In the account of TQG generator work, to how many military specifications and standards did integrating acquisition reform into the TDPs reduce the total?
Top of Text section
I oversaw the development of the technical data packages (TDPs) used to reprocure the TQG sets and spare parts throughout their life cycle and converted the performance specifications used for the initial procurement into military specifications (MIL-G-53133/1/2/3/4/5/6/7/8/9/10), which were approved and used on more than four reprocurements. As the configuration coordinator, I ensured that all required design changes were documented, reviewed, approved and incorporated into the TDPs.

I integrated acquisition reform into the TDPs to reduce the use of military specifications and standards when procuring materiel, and the effort reduced the total number of military specifications and standards from approximately 191 to 34 essential specifications and standards.

During Operation Iraqi Freedom, the master switches on the generator sets began to fail, and I developed a set of instructions on how to “hot wire” the set using other switches on the set and emailed it out as an immediate solution, as well as determined the root cause and found a solution by simulating the failure, applying various fixes and testing their performance.

TQGs are the primary source of power for systems such as PATRIOT and Hawk Missile systems, refrigerated containers, forward repair systems, and Counter Rocket, Artillery, and Mortar (C-RAM), and I provided technical expertise to ensure their systems would interface and operate correctly with TQG sets. For Hawk, I incorporated their power distribution module in the 60 kW TQG set.

I developed a test kit to resolve the generator-shutdown failure issue on the PATRIOT 15 kW TQG missile launcher system and provided training for the operation of the TQGs when mounted on the C-RAM and made recommendations for location and interface.

I introduced digital controls into the military generator sets, developing the performance requirements and guidelines describing operation of the digital control system. In addition to meeting the performance characteristics, I recognized a standardization opportunity by requiring all four of the configurations affected to use the same control system, thus reducing the logistics burden. I also recognized the opportunity to incorporate various diagnostics principles and incorporated them into the design. The final design, which was type-classified standard and materiel-released, incorporated plug-and-play line replaceable units, display warnings for protective devices and diagnostic LEDs to reduce maintenance and logistics costs. This reduced of control box components by half.
Bottom of Text section
Top of Supplied entries
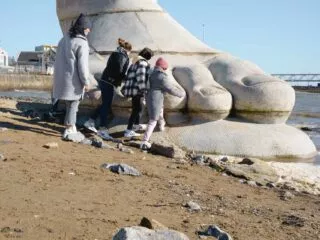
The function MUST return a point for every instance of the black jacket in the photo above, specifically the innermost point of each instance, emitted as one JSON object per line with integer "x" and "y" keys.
{"x": 117, "y": 66}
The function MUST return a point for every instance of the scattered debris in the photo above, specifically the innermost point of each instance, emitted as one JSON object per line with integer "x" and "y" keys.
{"x": 200, "y": 160}
{"x": 151, "y": 224}
{"x": 193, "y": 207}
{"x": 286, "y": 195}
{"x": 3, "y": 129}
{"x": 224, "y": 159}
{"x": 252, "y": 183}
{"x": 51, "y": 145}
{"x": 101, "y": 144}
{"x": 246, "y": 161}
{"x": 216, "y": 232}
{"x": 127, "y": 150}
{"x": 122, "y": 169}
{"x": 2, "y": 158}
{"x": 142, "y": 233}
{"x": 168, "y": 150}
{"x": 294, "y": 221}
{"x": 77, "y": 137}
{"x": 306, "y": 129}
{"x": 86, "y": 141}
{"x": 34, "y": 115}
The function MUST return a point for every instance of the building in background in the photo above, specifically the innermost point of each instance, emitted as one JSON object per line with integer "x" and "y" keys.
{"x": 4, "y": 62}
{"x": 4, "y": 59}
{"x": 39, "y": 61}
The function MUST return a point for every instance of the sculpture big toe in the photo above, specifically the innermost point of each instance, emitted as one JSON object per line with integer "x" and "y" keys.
{"x": 214, "y": 82}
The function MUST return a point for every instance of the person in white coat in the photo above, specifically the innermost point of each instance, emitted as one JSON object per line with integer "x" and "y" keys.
{"x": 71, "y": 75}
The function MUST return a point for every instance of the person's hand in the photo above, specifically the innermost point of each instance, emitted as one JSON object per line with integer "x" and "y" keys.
{"x": 86, "y": 88}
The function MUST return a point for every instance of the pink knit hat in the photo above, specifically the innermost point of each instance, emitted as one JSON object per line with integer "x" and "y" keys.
{"x": 162, "y": 63}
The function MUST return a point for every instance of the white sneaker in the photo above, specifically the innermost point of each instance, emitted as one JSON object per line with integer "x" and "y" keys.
{"x": 162, "y": 127}
{"x": 69, "y": 131}
{"x": 145, "y": 145}
{"x": 140, "y": 127}
{"x": 90, "y": 125}
{"x": 131, "y": 133}
{"x": 104, "y": 134}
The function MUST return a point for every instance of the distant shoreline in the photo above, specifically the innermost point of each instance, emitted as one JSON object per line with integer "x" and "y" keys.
{"x": 307, "y": 89}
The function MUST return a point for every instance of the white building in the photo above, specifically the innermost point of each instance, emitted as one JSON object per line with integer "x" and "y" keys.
{"x": 4, "y": 59}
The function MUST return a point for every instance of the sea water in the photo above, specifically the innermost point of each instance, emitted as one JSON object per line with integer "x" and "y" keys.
{"x": 306, "y": 112}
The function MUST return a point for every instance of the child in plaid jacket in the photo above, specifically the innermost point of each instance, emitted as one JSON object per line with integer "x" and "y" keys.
{"x": 136, "y": 86}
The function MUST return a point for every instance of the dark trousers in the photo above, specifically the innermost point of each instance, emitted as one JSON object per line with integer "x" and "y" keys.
{"x": 107, "y": 92}
{"x": 136, "y": 112}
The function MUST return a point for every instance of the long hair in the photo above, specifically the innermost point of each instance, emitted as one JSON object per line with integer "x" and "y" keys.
{"x": 75, "y": 30}
{"x": 79, "y": 26}
{"x": 124, "y": 44}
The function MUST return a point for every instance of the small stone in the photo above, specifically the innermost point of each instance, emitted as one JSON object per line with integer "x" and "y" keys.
{"x": 3, "y": 129}
{"x": 5, "y": 230}
{"x": 101, "y": 144}
{"x": 200, "y": 160}
{"x": 51, "y": 145}
{"x": 293, "y": 220}
{"x": 75, "y": 137}
{"x": 86, "y": 141}
{"x": 216, "y": 232}
{"x": 193, "y": 207}
{"x": 252, "y": 183}
{"x": 271, "y": 185}
{"x": 224, "y": 159}
{"x": 216, "y": 166}
{"x": 246, "y": 161}
{"x": 127, "y": 150}
{"x": 286, "y": 195}
{"x": 122, "y": 169}
{"x": 152, "y": 224}
{"x": 2, "y": 158}
{"x": 142, "y": 233}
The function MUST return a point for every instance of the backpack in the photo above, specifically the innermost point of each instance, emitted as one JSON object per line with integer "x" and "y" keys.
{"x": 116, "y": 68}
{"x": 135, "y": 83}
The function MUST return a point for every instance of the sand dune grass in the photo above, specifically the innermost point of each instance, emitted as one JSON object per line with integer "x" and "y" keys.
{"x": 25, "y": 82}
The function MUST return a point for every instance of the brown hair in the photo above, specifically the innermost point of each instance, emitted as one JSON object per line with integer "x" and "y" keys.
{"x": 126, "y": 45}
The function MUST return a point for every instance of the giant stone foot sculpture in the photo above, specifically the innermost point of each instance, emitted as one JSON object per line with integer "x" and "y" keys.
{"x": 216, "y": 83}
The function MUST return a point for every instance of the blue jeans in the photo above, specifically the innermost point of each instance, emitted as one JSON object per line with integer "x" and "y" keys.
{"x": 107, "y": 92}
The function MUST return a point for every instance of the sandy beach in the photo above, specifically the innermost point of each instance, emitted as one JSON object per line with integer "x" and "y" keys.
{"x": 62, "y": 193}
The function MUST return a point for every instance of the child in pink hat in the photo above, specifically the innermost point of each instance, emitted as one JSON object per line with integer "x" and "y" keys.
{"x": 159, "y": 84}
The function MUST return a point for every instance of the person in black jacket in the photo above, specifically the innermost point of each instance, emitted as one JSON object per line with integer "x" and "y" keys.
{"x": 112, "y": 76}
{"x": 136, "y": 86}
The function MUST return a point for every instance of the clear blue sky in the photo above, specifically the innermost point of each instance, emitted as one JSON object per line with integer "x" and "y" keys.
{"x": 281, "y": 36}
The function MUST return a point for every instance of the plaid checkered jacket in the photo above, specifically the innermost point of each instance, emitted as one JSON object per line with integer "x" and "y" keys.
{"x": 136, "y": 82}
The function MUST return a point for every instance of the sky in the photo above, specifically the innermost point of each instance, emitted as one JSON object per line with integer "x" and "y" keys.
{"x": 281, "y": 36}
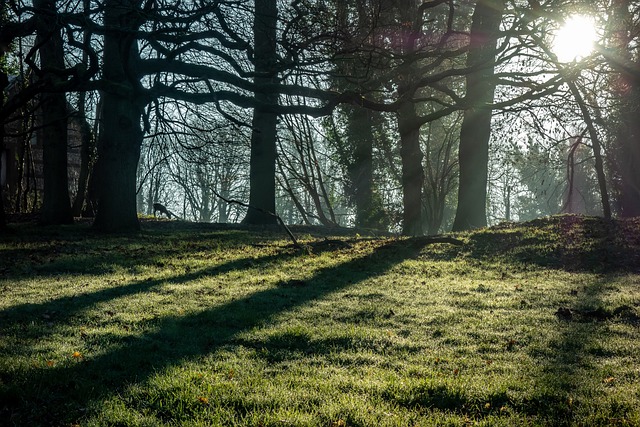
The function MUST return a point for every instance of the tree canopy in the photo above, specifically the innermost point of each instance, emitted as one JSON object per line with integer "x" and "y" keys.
{"x": 408, "y": 115}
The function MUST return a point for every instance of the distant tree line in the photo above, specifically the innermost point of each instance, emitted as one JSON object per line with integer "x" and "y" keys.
{"x": 412, "y": 115}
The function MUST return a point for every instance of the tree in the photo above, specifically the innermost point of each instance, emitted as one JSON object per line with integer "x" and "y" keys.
{"x": 120, "y": 131}
{"x": 626, "y": 86}
{"x": 476, "y": 124}
{"x": 56, "y": 206}
{"x": 262, "y": 194}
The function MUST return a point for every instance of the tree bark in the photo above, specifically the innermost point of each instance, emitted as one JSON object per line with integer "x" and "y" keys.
{"x": 627, "y": 87}
{"x": 87, "y": 148}
{"x": 409, "y": 129}
{"x": 262, "y": 163}
{"x": 360, "y": 136}
{"x": 56, "y": 205}
{"x": 476, "y": 125}
{"x": 121, "y": 135}
{"x": 412, "y": 170}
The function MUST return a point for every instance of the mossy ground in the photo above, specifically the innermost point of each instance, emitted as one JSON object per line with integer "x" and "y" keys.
{"x": 203, "y": 325}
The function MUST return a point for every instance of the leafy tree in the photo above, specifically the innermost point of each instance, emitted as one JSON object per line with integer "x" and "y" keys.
{"x": 476, "y": 125}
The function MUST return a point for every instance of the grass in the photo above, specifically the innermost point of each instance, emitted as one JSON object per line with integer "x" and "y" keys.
{"x": 188, "y": 325}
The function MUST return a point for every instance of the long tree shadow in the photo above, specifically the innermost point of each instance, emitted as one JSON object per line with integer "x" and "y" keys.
{"x": 58, "y": 394}
{"x": 565, "y": 378}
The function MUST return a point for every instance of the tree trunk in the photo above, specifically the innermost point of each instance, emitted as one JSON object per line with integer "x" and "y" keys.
{"x": 87, "y": 147}
{"x": 360, "y": 136}
{"x": 3, "y": 219}
{"x": 476, "y": 125}
{"x": 262, "y": 164}
{"x": 121, "y": 134}
{"x": 409, "y": 128}
{"x": 56, "y": 205}
{"x": 4, "y": 81}
{"x": 412, "y": 170}
{"x": 627, "y": 86}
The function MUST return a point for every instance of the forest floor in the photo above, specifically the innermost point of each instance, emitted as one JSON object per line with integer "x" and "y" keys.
{"x": 208, "y": 325}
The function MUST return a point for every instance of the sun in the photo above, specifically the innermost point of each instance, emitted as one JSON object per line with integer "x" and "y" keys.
{"x": 575, "y": 39}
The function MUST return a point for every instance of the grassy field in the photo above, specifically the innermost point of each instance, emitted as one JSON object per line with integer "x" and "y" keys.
{"x": 202, "y": 325}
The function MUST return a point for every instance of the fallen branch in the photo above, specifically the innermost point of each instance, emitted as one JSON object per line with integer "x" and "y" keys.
{"x": 276, "y": 216}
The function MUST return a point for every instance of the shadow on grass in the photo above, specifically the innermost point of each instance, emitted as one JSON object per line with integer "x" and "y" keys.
{"x": 565, "y": 242}
{"x": 56, "y": 395}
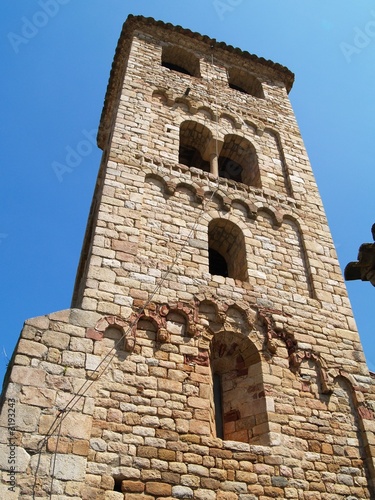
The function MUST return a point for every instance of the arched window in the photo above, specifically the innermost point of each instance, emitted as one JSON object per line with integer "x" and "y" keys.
{"x": 238, "y": 402}
{"x": 244, "y": 82}
{"x": 238, "y": 161}
{"x": 194, "y": 139}
{"x": 226, "y": 250}
{"x": 178, "y": 59}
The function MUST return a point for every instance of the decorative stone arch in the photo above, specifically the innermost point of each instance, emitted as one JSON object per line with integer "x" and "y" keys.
{"x": 231, "y": 345}
{"x": 238, "y": 161}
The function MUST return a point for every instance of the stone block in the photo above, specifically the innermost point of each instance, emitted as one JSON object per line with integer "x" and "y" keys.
{"x": 25, "y": 375}
{"x": 56, "y": 339}
{"x": 13, "y": 458}
{"x": 37, "y": 396}
{"x": 31, "y": 348}
{"x": 69, "y": 467}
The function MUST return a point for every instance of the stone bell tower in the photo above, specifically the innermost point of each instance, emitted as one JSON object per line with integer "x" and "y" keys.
{"x": 210, "y": 352}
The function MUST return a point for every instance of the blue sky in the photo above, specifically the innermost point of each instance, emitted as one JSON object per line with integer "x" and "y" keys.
{"x": 56, "y": 57}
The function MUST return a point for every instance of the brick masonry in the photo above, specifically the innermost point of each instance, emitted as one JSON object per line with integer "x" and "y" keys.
{"x": 114, "y": 398}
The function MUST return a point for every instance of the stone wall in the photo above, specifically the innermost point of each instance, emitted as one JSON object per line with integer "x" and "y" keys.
{"x": 115, "y": 397}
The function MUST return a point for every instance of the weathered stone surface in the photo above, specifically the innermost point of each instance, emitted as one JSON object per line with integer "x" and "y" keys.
{"x": 272, "y": 332}
{"x": 13, "y": 458}
{"x": 69, "y": 467}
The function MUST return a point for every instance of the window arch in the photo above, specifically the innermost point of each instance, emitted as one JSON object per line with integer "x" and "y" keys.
{"x": 194, "y": 140}
{"x": 238, "y": 398}
{"x": 245, "y": 82}
{"x": 178, "y": 59}
{"x": 226, "y": 250}
{"x": 238, "y": 161}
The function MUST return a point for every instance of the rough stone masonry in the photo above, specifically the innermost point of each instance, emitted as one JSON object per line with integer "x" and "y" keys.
{"x": 210, "y": 352}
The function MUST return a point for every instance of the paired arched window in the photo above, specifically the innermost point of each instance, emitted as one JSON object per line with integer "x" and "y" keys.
{"x": 237, "y": 160}
{"x": 194, "y": 140}
{"x": 245, "y": 82}
{"x": 226, "y": 250}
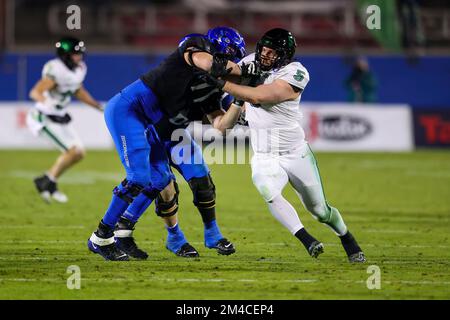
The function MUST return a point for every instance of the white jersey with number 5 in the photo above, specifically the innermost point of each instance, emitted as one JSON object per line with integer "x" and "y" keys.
{"x": 275, "y": 128}
{"x": 67, "y": 83}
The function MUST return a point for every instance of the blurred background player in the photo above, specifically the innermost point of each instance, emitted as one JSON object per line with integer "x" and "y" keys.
{"x": 361, "y": 83}
{"x": 282, "y": 154}
{"x": 62, "y": 78}
{"x": 160, "y": 98}
{"x": 203, "y": 99}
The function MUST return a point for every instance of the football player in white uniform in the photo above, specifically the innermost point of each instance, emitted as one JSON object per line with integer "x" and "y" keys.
{"x": 281, "y": 153}
{"x": 62, "y": 78}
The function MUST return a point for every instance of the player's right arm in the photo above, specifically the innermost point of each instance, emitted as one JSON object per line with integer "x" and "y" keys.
{"x": 204, "y": 61}
{"x": 44, "y": 84}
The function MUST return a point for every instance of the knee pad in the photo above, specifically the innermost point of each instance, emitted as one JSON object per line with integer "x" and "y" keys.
{"x": 265, "y": 187}
{"x": 127, "y": 190}
{"x": 322, "y": 212}
{"x": 204, "y": 192}
{"x": 167, "y": 208}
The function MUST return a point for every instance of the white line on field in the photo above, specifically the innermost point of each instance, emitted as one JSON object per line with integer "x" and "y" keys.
{"x": 40, "y": 227}
{"x": 281, "y": 244}
{"x": 425, "y": 282}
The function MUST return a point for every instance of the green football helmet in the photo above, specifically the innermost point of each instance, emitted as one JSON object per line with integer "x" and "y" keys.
{"x": 67, "y": 46}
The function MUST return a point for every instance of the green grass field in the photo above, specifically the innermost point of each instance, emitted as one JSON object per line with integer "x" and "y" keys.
{"x": 396, "y": 205}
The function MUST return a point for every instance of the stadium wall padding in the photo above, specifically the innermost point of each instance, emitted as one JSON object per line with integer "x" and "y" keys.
{"x": 328, "y": 127}
{"x": 423, "y": 83}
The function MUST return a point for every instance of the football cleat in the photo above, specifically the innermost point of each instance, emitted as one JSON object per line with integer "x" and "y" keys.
{"x": 358, "y": 257}
{"x": 129, "y": 246}
{"x": 108, "y": 252}
{"x": 106, "y": 247}
{"x": 41, "y": 183}
{"x": 123, "y": 235}
{"x": 187, "y": 251}
{"x": 48, "y": 190}
{"x": 223, "y": 247}
{"x": 315, "y": 249}
{"x": 58, "y": 196}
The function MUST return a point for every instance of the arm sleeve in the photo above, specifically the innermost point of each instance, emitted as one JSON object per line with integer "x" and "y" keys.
{"x": 295, "y": 74}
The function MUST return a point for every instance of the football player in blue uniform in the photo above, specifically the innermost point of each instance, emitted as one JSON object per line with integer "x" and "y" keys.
{"x": 163, "y": 98}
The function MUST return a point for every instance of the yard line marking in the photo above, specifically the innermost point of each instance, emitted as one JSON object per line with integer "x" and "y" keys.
{"x": 281, "y": 244}
{"x": 81, "y": 177}
{"x": 40, "y": 227}
{"x": 423, "y": 282}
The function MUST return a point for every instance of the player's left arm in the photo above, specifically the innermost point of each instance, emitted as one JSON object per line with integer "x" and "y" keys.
{"x": 275, "y": 92}
{"x": 84, "y": 96}
{"x": 222, "y": 120}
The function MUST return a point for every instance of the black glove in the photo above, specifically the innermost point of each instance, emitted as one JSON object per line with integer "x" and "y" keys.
{"x": 219, "y": 65}
{"x": 211, "y": 80}
{"x": 238, "y": 102}
{"x": 250, "y": 69}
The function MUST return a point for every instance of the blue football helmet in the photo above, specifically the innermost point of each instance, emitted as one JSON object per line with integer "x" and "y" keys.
{"x": 228, "y": 41}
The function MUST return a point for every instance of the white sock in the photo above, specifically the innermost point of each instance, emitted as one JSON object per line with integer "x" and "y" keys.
{"x": 285, "y": 213}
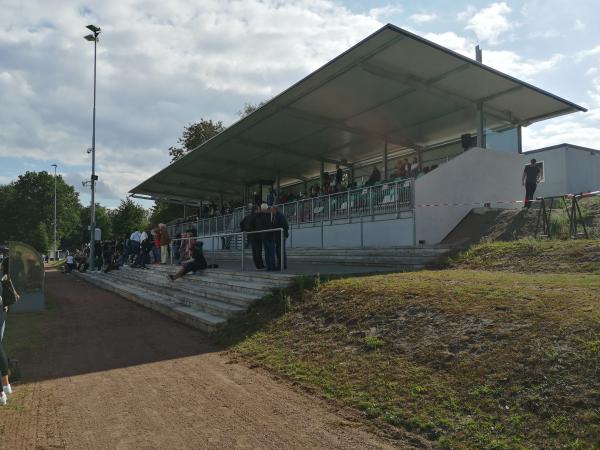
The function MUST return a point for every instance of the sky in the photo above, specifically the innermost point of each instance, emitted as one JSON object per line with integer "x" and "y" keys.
{"x": 163, "y": 64}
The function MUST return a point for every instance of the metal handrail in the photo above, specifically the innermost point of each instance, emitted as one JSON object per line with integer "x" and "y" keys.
{"x": 347, "y": 204}
{"x": 238, "y": 233}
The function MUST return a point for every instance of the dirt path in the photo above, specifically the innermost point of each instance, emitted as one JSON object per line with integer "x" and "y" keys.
{"x": 115, "y": 375}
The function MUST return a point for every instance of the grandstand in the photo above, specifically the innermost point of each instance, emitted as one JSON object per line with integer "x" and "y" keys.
{"x": 391, "y": 97}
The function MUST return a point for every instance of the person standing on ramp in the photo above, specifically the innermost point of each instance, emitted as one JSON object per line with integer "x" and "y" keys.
{"x": 530, "y": 179}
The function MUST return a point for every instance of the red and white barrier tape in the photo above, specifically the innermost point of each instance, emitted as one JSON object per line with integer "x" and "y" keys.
{"x": 505, "y": 202}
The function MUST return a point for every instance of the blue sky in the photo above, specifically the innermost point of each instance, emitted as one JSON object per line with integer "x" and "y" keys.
{"x": 163, "y": 64}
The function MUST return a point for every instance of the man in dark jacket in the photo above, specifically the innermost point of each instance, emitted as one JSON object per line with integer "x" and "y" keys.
{"x": 266, "y": 221}
{"x": 197, "y": 263}
{"x": 280, "y": 221}
{"x": 250, "y": 223}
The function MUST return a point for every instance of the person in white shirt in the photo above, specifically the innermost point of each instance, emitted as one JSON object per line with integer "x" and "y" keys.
{"x": 414, "y": 167}
{"x": 70, "y": 263}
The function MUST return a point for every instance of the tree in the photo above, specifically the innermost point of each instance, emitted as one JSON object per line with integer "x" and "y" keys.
{"x": 163, "y": 212}
{"x": 29, "y": 201}
{"x": 82, "y": 234}
{"x": 249, "y": 108}
{"x": 128, "y": 217}
{"x": 194, "y": 135}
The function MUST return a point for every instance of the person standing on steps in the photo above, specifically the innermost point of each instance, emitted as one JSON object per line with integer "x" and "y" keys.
{"x": 279, "y": 221}
{"x": 530, "y": 179}
{"x": 8, "y": 290}
{"x": 165, "y": 240}
{"x": 266, "y": 222}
Bottom of Supplied entries
**Your response**
About 191 were cut to 34 essential specifications and standards.